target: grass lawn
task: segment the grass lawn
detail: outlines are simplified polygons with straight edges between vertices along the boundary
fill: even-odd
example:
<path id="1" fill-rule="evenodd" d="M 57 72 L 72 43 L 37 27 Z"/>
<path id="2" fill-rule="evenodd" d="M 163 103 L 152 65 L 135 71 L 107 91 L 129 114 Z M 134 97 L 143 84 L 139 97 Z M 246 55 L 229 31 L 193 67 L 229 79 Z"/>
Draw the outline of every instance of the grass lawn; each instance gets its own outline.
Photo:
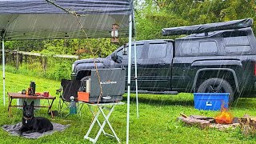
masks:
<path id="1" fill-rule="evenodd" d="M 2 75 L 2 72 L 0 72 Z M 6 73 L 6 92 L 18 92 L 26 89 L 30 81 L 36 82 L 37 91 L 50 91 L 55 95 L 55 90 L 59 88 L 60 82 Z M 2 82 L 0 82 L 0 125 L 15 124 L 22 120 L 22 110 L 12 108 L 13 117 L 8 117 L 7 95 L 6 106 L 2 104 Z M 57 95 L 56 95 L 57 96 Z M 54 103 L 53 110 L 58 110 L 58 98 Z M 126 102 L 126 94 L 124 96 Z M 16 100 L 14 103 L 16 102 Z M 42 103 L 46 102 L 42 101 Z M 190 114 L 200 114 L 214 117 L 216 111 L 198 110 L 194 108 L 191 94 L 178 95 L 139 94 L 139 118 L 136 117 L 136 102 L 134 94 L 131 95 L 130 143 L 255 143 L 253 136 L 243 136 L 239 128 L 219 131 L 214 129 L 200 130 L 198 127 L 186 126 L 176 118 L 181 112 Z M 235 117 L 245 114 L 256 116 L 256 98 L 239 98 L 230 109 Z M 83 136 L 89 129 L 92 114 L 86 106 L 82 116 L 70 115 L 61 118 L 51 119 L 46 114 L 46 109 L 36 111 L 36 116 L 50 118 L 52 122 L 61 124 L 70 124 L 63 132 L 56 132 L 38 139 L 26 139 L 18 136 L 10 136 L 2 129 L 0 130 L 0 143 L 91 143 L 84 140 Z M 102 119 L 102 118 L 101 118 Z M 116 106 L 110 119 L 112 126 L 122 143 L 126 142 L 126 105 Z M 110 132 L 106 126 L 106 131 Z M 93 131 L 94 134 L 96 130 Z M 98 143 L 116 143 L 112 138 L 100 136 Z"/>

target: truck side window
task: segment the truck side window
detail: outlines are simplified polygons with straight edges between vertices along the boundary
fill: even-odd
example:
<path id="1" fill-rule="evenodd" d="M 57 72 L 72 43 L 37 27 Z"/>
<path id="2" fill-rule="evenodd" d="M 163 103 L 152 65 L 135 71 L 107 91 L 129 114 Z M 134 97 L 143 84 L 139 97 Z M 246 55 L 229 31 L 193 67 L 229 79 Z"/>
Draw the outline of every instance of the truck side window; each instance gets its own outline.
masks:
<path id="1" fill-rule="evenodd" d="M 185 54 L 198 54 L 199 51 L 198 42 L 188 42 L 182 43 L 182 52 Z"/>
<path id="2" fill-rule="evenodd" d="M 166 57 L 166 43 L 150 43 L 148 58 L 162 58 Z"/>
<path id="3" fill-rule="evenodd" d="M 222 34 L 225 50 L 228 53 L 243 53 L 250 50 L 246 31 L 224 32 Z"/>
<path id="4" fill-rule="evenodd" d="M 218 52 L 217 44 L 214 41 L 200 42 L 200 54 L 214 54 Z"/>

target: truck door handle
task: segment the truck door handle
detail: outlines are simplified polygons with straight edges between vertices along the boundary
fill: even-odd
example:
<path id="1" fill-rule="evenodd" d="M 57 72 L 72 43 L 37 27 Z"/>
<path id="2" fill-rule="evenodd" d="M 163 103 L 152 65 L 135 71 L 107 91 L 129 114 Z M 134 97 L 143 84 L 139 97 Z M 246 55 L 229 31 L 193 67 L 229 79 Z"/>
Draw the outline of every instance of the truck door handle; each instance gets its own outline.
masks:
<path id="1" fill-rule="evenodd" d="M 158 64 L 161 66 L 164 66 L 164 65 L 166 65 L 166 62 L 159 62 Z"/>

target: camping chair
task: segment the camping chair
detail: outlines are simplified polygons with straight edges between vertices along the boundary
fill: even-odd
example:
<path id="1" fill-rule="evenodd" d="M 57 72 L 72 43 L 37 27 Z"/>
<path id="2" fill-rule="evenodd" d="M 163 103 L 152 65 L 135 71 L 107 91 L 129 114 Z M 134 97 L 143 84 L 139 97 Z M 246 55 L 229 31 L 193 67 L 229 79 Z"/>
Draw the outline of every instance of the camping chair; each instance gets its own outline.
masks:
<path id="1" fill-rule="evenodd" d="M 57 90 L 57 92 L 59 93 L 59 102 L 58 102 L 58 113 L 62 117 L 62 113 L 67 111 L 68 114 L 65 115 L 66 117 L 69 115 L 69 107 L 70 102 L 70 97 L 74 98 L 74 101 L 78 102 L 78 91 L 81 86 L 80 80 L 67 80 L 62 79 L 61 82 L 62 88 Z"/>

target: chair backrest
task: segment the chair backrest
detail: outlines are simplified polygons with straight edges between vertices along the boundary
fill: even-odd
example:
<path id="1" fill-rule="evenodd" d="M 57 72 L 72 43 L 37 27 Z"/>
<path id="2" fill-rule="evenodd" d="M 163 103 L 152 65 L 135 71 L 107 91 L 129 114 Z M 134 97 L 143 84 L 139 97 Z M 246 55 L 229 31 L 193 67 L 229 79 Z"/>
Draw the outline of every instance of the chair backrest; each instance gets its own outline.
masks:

**Work required:** Scale the entries between the line holding "target: truck door handle" and the line holding "158 64 L 161", inclusive, and write out all of those lines, requests included. Multiply every coordinate in the answer outlines by 0.85 and round to whole numbers, with halves going up; the numbers in the requests and their sample paths stay unchanged.

**Exercise answer:**
target: truck door handle
task: segment the truck door handle
detail: outlines are simplified polygons with straight edges between vertices along the boundary
fill: even-odd
example:
<path id="1" fill-rule="evenodd" d="M 57 72 L 72 43 L 37 27 Z"/>
<path id="2" fill-rule="evenodd" d="M 163 103 L 152 65 L 135 71 L 107 91 L 129 114 Z M 134 97 L 143 84 L 139 97 Z M 246 55 L 229 31 L 193 67 L 229 79 Z"/>
Draw the outline of every instance of the truck door handle; each instance gets its own outline.
masks:
<path id="1" fill-rule="evenodd" d="M 134 54 L 137 56 L 139 56 L 139 55 L 141 55 L 141 53 L 135 53 Z"/>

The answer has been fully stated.